* SUPPLIED MATERIAL:
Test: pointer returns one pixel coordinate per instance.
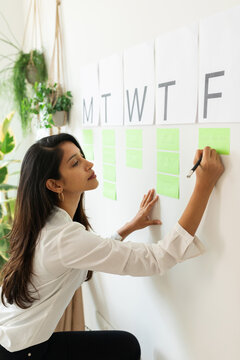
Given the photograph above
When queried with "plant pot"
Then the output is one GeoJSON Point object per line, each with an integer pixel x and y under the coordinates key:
{"type": "Point", "coordinates": [60, 118]}
{"type": "Point", "coordinates": [32, 74]}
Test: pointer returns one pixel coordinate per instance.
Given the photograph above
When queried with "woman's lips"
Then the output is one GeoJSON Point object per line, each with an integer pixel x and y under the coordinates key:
{"type": "Point", "coordinates": [93, 176]}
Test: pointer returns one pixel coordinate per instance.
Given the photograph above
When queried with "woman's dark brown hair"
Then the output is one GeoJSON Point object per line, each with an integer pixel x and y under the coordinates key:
{"type": "Point", "coordinates": [34, 204]}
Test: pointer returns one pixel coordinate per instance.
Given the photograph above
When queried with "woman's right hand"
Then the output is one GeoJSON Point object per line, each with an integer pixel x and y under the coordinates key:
{"type": "Point", "coordinates": [207, 174]}
{"type": "Point", "coordinates": [210, 168]}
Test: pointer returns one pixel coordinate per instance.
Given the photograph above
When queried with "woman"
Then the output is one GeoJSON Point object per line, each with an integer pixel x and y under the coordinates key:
{"type": "Point", "coordinates": [52, 251]}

* PROBLEM STATEMENT:
Convert all the entries above into a JSON array of strings, one string per line, skipping blank lines and leaving out the picture.

* TASK SOLUTION:
[
  "Test: pointer returns one pixel coordinate per instance.",
  "Given the photograph above",
  "When queried with \"plant pot\"",
  "Then the output is one GeoJSON Point object per line, each with an integer pixel x and y under the coordinates key:",
  "{\"type\": \"Point\", \"coordinates\": [60, 118]}",
  "{\"type\": \"Point\", \"coordinates\": [32, 74]}",
  "Test: pointer returns one pixel coordinate per instance.",
  "Given the photograph above",
  "When queried with \"woman's lips\"",
  "Then the output is one GeoJSON Point object per line, each with an integer pixel x and y under the coordinates key:",
  "{\"type\": \"Point\", \"coordinates\": [93, 176]}",
  "Test: pointer returns one pixel coordinate per instance.",
  "Given the photograph above",
  "When queried with \"woman's dark brown hair\"",
  "Then the output is one GeoJSON Point object per line, each with an integer pixel x and y under the coordinates key:",
  "{\"type\": \"Point\", \"coordinates\": [34, 204]}",
  "Test: pointer returns one pixel coordinate per instance.",
  "Given the photograph above",
  "When queried with \"woman's right hand\"",
  "Then the output is one GeoJSON Point object per line, each with an integer pixel x and y under the coordinates key:",
  "{\"type\": \"Point\", \"coordinates\": [207, 174]}",
  "{\"type\": \"Point\", \"coordinates\": [210, 168]}",
  "Test: pointer returns one pixel coordinate per instance.",
  "Given the photograph above",
  "When queried with \"woman\"",
  "Then the output is one GeoJSON Point object per line, each with an integer pixel x and y under the coordinates key:",
  "{\"type\": \"Point\", \"coordinates\": [52, 251]}"
]